### Aim of the exercise:
The required lines are those that contain "with"; pull them out of the data and copy them.

Stored entries:
Start of Block

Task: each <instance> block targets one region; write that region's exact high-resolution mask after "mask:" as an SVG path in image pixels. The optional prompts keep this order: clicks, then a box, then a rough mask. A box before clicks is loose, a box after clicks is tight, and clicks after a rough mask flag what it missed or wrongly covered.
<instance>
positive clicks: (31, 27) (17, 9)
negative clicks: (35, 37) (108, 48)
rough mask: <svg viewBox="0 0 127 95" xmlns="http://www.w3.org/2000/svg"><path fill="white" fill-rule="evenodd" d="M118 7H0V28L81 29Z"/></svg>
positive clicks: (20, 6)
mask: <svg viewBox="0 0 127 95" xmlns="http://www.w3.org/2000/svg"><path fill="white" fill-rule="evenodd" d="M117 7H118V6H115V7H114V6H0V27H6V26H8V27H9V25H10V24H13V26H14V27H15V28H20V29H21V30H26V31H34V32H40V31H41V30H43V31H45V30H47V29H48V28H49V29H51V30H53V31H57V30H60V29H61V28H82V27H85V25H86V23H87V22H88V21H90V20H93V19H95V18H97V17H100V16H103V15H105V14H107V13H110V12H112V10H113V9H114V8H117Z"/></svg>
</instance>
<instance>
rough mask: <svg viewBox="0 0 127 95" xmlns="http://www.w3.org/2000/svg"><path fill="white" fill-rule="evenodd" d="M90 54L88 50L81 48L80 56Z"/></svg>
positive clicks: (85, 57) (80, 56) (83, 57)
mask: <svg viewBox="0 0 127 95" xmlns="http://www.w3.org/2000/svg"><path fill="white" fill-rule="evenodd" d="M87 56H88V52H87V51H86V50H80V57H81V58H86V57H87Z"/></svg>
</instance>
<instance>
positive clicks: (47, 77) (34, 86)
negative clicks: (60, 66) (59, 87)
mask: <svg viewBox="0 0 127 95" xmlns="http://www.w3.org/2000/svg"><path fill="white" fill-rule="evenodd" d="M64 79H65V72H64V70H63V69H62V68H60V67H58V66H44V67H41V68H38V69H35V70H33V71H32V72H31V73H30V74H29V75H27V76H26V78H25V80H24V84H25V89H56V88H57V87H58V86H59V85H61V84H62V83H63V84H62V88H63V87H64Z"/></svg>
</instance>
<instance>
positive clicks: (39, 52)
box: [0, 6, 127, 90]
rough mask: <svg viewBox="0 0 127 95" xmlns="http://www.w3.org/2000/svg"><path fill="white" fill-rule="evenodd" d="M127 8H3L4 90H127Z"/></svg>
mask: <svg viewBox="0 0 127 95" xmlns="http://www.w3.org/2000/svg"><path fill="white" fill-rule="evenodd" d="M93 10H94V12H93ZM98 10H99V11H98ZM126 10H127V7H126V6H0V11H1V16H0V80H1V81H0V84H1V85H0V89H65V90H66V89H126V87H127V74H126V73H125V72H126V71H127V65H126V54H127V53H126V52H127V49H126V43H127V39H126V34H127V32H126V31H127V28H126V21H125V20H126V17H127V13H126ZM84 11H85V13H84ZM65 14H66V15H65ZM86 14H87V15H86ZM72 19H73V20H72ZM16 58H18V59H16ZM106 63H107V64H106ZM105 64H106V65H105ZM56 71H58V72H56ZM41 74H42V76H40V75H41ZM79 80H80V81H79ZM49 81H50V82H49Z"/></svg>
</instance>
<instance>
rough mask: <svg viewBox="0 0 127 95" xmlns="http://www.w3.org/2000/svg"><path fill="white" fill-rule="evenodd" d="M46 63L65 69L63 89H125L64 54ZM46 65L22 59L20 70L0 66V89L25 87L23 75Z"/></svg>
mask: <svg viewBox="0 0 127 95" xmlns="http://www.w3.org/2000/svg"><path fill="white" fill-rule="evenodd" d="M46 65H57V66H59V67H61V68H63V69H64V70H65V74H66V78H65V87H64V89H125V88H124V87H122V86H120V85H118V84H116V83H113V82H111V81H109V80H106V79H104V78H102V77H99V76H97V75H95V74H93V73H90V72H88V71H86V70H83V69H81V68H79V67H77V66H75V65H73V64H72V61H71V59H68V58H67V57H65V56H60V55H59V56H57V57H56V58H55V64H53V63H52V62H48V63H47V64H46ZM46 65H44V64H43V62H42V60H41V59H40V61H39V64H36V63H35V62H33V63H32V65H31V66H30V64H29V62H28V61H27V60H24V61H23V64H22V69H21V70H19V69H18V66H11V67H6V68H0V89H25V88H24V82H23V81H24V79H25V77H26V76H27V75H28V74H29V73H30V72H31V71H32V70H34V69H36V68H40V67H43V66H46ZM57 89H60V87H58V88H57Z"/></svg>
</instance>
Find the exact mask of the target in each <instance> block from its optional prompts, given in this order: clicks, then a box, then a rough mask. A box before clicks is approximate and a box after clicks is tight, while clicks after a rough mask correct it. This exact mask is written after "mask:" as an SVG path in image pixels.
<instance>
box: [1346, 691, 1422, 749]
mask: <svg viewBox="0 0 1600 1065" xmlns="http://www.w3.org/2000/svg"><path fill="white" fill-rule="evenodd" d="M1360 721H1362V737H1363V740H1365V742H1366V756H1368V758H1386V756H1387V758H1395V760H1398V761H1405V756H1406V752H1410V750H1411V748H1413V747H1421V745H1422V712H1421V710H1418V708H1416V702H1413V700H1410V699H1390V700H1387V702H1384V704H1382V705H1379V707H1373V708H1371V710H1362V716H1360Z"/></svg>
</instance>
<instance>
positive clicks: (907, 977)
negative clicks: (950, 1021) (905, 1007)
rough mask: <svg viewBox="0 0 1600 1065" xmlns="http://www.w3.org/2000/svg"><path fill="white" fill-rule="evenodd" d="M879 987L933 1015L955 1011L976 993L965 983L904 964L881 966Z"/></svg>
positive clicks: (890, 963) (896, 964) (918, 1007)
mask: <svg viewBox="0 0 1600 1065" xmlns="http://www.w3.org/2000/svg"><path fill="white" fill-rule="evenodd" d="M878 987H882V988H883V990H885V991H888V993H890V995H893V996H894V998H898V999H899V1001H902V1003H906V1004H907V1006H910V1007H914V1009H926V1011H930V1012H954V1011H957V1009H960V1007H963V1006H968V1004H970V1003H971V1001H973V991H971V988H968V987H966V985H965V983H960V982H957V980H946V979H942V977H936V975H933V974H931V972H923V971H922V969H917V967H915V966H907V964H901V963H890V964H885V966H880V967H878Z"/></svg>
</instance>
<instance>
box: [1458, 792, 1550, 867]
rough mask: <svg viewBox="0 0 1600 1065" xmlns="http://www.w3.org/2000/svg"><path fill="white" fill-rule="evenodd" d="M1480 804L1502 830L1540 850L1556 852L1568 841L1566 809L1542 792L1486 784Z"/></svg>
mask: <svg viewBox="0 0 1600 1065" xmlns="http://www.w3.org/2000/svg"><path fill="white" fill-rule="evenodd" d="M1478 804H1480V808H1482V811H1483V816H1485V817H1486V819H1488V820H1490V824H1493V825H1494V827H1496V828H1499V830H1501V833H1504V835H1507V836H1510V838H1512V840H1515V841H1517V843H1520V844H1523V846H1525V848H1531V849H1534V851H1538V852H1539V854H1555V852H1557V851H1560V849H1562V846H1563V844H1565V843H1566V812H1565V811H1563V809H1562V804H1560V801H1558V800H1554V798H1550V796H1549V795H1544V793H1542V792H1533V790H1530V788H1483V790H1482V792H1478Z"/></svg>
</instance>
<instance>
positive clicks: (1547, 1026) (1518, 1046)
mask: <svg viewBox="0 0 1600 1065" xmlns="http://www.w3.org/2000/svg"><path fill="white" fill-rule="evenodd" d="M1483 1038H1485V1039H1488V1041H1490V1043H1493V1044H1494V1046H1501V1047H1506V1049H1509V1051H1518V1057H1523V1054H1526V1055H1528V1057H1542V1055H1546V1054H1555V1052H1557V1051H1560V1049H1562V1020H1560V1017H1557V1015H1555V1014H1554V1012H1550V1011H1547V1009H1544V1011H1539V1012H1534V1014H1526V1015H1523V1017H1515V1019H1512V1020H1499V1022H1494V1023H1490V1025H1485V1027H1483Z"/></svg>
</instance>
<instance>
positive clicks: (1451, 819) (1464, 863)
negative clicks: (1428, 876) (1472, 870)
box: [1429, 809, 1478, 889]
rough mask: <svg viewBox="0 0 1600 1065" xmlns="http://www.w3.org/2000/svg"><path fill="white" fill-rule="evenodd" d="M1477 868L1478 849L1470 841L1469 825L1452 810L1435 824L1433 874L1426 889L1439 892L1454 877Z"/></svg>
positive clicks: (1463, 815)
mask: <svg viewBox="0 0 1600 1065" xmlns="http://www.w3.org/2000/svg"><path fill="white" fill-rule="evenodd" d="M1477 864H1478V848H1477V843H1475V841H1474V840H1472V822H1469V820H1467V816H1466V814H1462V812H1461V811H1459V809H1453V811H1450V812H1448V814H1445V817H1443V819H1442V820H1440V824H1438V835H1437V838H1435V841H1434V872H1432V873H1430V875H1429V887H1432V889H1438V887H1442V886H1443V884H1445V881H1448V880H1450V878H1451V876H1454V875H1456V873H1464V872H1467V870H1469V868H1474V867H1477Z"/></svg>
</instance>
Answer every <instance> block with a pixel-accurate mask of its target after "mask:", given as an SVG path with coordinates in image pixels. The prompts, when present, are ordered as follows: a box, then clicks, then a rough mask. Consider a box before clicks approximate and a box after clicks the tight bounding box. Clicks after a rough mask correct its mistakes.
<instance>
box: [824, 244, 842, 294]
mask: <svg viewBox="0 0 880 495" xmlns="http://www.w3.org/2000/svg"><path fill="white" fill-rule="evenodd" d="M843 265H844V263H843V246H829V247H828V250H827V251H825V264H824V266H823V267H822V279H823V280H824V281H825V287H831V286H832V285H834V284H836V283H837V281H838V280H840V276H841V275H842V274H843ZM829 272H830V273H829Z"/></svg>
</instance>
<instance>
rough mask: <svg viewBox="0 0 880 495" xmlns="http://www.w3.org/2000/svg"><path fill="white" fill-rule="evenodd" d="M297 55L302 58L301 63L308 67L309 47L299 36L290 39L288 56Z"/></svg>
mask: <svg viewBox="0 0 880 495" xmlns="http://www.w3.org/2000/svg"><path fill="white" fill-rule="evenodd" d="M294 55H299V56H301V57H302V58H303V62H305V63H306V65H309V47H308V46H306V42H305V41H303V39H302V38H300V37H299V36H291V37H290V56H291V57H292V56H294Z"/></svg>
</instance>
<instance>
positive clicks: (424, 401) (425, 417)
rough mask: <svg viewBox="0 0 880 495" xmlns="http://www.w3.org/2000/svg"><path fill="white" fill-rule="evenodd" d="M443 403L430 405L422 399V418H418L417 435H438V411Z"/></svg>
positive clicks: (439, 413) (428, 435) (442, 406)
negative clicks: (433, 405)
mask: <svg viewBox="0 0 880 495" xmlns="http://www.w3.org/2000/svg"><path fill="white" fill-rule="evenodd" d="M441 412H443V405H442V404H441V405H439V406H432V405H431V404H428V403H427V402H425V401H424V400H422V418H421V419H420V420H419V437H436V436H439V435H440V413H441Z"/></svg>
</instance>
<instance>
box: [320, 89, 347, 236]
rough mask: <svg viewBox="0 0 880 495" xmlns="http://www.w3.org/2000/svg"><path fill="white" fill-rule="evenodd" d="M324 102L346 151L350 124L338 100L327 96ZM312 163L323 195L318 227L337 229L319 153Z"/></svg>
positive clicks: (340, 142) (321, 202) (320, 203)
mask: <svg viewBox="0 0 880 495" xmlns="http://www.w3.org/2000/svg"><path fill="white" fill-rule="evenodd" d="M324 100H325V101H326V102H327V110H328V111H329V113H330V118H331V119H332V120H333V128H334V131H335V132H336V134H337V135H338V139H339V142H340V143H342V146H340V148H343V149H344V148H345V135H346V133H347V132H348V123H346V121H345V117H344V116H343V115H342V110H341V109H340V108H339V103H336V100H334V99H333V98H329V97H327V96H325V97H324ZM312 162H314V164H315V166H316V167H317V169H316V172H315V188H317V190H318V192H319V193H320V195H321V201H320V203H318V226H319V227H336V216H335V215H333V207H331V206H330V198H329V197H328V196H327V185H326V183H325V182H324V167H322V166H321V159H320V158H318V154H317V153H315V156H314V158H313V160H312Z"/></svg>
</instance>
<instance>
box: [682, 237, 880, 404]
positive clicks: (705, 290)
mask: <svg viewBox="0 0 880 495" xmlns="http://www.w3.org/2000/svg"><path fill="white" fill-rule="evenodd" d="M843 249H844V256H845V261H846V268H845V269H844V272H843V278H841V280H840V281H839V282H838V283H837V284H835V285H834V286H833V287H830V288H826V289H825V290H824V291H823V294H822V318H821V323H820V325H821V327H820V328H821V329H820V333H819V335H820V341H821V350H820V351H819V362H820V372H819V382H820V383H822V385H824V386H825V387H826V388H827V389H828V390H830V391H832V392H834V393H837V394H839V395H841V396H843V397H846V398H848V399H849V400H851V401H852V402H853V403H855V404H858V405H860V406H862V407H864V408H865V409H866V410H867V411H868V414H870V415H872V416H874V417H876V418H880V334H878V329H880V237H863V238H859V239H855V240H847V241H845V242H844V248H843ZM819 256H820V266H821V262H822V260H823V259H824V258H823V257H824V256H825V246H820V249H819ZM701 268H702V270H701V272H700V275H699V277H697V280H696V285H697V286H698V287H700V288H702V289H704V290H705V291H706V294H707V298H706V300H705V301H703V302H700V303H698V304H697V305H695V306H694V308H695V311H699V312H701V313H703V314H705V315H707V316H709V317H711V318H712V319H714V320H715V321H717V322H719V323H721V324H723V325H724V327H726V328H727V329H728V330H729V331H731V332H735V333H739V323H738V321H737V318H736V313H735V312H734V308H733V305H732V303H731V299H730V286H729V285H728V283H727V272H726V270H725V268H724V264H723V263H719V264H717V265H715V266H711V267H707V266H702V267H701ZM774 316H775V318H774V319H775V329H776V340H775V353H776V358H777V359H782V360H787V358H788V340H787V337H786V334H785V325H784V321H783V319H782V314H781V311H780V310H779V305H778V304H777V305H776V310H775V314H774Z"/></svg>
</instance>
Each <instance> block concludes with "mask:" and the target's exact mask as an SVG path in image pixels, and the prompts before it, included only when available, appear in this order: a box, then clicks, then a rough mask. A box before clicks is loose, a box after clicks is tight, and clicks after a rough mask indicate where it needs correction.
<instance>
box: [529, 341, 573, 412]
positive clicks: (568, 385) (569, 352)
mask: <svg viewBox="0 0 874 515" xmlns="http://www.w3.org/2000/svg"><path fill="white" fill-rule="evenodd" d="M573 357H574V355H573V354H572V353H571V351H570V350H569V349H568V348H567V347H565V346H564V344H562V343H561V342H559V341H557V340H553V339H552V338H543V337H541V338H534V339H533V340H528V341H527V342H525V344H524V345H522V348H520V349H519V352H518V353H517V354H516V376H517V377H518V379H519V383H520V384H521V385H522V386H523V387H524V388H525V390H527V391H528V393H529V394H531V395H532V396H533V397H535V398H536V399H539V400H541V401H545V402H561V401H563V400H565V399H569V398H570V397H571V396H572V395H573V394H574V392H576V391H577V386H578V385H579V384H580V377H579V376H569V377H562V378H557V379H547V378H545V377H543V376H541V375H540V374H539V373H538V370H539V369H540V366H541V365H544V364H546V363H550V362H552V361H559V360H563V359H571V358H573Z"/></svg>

End of Block

### Expected output:
Answer every <instance> block with a pixel-accurate mask of its target after "mask:", given as an SVG path with coordinates in image pixels. The prompts, when present, are ordered as follows: a box, then clicks, then a rough mask. Consider a box before clicks approximate and a box after clicks the tight bounding box. Clicks after a rough mask correct its mistakes.
Each <instance> block concludes with "mask:" and the target's exact mask as an SVG path in image pixels, and the prompts before it, included only when available, appear in this order: a box, then clicks, then a rough mask. A box before clicks is loose, a box after clicks is tight, and clicks after a rough mask indicate where it needs correction.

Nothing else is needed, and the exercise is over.